WORK TO BE COMPLETED —
In the entries that follow, find the line containing "Each instance of the tank top neckline"; from there, copy every line exactly through the line containing "Each instance of the chest".

DATA SHOWN —

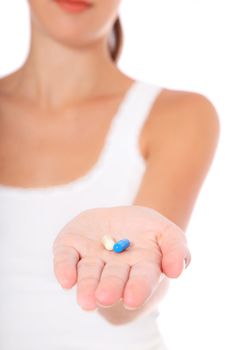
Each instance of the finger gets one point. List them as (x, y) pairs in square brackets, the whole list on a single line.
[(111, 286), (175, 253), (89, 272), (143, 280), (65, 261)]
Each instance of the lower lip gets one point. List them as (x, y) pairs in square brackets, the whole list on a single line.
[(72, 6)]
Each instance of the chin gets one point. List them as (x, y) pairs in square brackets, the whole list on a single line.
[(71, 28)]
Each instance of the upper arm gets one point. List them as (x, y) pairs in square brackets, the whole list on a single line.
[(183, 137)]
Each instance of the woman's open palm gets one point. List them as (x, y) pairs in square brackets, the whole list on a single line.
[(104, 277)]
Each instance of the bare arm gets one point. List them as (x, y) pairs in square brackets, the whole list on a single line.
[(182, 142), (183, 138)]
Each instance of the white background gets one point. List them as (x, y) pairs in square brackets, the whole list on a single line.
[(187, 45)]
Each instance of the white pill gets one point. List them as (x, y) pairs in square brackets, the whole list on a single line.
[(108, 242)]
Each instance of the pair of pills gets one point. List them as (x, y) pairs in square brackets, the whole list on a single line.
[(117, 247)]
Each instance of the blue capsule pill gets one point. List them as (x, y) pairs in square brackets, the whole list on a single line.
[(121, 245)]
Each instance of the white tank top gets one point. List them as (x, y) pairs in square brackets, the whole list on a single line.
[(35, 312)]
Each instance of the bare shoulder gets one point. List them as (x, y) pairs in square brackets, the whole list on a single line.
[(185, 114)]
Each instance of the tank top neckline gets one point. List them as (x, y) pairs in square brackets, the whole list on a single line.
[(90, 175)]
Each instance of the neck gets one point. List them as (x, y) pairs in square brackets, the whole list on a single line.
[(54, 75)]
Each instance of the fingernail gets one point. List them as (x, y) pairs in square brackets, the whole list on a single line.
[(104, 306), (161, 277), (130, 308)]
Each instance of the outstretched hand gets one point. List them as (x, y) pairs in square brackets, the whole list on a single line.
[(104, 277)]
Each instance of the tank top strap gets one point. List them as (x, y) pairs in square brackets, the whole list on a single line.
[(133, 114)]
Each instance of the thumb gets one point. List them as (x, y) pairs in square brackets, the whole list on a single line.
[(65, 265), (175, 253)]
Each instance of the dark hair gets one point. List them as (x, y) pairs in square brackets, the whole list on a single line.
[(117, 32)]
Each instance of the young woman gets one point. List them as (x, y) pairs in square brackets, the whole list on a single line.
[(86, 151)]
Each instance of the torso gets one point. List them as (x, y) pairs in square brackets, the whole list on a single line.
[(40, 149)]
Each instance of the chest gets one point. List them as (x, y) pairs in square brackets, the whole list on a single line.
---
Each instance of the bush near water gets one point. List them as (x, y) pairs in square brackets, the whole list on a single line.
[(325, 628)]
==
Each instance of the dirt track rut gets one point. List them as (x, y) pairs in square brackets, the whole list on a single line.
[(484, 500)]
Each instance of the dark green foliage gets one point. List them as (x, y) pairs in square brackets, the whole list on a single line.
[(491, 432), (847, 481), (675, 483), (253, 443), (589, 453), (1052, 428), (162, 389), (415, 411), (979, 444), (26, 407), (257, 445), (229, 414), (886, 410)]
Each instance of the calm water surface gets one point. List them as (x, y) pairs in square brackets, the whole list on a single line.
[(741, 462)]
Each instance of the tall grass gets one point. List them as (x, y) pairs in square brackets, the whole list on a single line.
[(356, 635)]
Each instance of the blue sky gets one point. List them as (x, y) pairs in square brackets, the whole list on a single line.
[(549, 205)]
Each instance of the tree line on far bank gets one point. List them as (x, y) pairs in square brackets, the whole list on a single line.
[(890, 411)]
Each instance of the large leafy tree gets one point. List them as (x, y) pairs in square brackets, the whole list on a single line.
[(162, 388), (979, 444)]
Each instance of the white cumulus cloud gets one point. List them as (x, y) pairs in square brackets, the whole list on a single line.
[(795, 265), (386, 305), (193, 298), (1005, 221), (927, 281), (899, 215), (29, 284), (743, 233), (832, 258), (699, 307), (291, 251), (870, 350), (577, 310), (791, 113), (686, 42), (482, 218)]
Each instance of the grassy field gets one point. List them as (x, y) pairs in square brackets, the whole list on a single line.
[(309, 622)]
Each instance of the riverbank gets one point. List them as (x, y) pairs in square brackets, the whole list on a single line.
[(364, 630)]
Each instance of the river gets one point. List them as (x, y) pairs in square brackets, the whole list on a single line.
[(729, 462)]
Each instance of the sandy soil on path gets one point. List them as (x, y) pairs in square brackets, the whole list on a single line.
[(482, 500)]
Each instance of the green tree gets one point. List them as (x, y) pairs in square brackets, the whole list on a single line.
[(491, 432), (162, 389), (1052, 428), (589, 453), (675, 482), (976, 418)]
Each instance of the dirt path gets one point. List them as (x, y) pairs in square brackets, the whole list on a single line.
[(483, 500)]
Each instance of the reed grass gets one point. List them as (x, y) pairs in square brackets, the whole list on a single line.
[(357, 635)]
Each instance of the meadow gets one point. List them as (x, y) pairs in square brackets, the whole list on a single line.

OUTPUT —
Each instance of the tank top neckline gets one point. List them as (x, y) pairs in square brackets, the whole list on a single line.
[(90, 175)]
Each instance of the neck gets one point. List them as (x, y) pairs in square brackets, the whole list on a single line.
[(54, 75)]
Each instance of the fingernail gets one point. List them as (x, y) pairs in square brackets, the whole list on a single line.
[(104, 306), (161, 277), (130, 308)]
Each instance of the outstretched hand gets one point. List them as (x, y) pairs in square brackets, the whole list on a single line.
[(104, 277)]
Each instance of the tank top strap gets one point. List them as (x, y) pairs in square brackets, the whole list on a single line.
[(133, 114)]
Each instance of the thumb gets one point. List them as (x, y) pairs in square brackets, the whole list on a single line.
[(65, 265), (175, 253)]
Each instance of the dark hair gets one point. List them as (x, y) pairs in square brackets, the whole list on a single line.
[(117, 32)]
Each instance of the young woman gets one point. List them as (x, y) pairs in square brackets, the whole list on a single line.
[(86, 151)]
Each instance of the torso gets one point. List them as (x, y) pairs in square brackets, the whole list on a single line.
[(40, 149)]
Each instance of the chest gets one point. List them as (x, y) pairs in square brackets, the whole list on a single line.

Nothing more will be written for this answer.